Goal
Below is a block of data; give all of it again word for word.

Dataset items

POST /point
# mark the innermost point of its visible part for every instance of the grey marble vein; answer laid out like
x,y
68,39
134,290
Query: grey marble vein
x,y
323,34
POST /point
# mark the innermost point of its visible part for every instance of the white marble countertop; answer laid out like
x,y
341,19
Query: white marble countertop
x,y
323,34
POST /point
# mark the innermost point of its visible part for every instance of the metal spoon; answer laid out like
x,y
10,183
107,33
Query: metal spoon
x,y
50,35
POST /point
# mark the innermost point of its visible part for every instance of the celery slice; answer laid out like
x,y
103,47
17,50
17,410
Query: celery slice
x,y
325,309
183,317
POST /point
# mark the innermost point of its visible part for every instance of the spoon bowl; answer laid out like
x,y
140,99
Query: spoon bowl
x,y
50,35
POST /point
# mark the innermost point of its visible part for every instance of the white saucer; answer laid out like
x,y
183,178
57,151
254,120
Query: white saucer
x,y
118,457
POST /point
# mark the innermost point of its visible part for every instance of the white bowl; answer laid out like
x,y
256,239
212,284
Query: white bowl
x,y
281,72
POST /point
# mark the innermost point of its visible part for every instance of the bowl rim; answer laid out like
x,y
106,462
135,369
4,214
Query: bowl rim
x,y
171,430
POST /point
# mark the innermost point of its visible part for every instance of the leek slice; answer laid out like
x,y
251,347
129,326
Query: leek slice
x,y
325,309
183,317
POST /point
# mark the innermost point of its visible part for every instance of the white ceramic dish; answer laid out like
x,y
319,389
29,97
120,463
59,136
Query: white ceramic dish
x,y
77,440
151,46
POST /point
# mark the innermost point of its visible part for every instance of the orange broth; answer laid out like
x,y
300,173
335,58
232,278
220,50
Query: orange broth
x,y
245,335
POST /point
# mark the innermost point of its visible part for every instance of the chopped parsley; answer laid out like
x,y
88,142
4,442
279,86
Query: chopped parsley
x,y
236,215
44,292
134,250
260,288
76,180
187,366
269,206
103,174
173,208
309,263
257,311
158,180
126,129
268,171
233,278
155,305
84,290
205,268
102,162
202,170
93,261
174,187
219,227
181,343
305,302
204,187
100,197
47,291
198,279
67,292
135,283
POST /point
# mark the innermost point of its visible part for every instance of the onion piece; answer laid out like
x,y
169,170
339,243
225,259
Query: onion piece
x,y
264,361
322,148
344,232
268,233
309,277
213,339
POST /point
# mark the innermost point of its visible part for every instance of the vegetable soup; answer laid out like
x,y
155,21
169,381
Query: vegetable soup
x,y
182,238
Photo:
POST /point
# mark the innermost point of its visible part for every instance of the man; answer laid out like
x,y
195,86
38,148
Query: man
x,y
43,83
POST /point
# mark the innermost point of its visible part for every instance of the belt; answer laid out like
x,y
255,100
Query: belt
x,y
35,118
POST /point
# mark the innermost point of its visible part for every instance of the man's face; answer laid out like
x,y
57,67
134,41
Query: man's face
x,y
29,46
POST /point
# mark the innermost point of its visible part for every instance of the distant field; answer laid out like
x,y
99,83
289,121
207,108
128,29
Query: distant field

The completed task
POST /point
# mark the innermost point of its visible part for every instance of the grey marble vein; answer laid out like
x,y
68,39
134,290
Query: grey marble vein
x,y
323,34
POST /point
# mark the innermost point of its visible part for every instance of the white marble countertop; answer laid out like
x,y
341,19
Query: white marble countertop
x,y
323,34
POST /point
# mark the innermost point of its visible part for every instance of the metal spoon; answer laid out like
x,y
10,183
107,33
Query: metal spoon
x,y
50,35
POST /point
# mark the innermost point of its visible part for every instance of the celery slice; answer laid out like
x,y
103,47
17,50
17,410
Query: celery slice
x,y
325,309
183,317
POST /point
# mark the innermost point of its visible part for every instance of the spoon bowl; answer laid out like
x,y
140,99
Query: spoon bowl
x,y
50,35
POST /point
# mark the innermost point of its visible part for every instance of the white saucer; answer laid out like
x,y
183,178
57,151
254,120
Query: white saucer
x,y
118,457
POST /point
# mark the innermost point of its visible part for every instance of the white bowl; answer laid out like
x,y
256,239
212,284
Query: white bowl
x,y
281,72
POST /point
# mark the innermost point of its visible part for every instance of the bowl rim; answer laid out like
x,y
106,462
135,369
4,214
Query: bowl rim
x,y
171,430
POST /point
# mark the innermost point of its visible part for every instance of the leek slice; answer laid out like
x,y
251,347
129,326
Query: leek slice
x,y
325,309
183,317
POST /point
# mark the innermost point of its visible part for every instance of the white ceramic dish; answer laid out like
x,y
319,389
29,97
120,463
59,136
Query: white ceramic dish
x,y
77,440
151,46
POST /point
# mark the innermost point of its visible part for every instance of the orange broth; answer laid out like
x,y
300,173
335,58
232,278
220,50
Query: orange broth
x,y
245,335
POST /point
# mark the innermost point of its visible part for every instance of the chopped parsley; answer laid out like
x,y
88,142
4,442
279,86
Query: chopped parsley
x,y
236,215
44,292
134,250
260,288
76,180
187,366
269,206
103,174
173,208
309,263
257,311
158,180
126,129
268,171
233,278
155,305
84,290
205,268
102,162
202,170
93,261
174,187
219,227
181,343
305,302
204,187
100,197
47,291
198,279
67,292
135,283
POST /point
# mark the innermost point of its visible part for every instance of the onion piece; answer laid out like
x,y
169,170
339,243
225,259
Query: onion piece
x,y
264,361
322,148
344,232
268,233
309,277
213,339
POST /point
# mark the innermost point of its visible part for every instance of the vegetable soup; answer laid out like
x,y
155,21
169,381
Query: vegetable soup
x,y
182,238
Photo:
POST /point
# mark the innermost point of its visible part for every instance of the man; answer laid out like
x,y
195,86
38,148
Query: man
x,y
43,83
POST /point
# mark the innermost point of its visible part for every instance of the belt; answer laid out like
x,y
255,100
Query: belt
x,y
35,118
POST /point
# mark the innermost point of its visible part for every instance of the man's face; answer laid out like
x,y
57,67
134,41
Query: man's face
x,y
29,46
POST /point
# mark the innermost point of its visible part for every instance of the distant field; answer laid out like
x,y
99,83
289,121
207,108
128,29
Query: distant field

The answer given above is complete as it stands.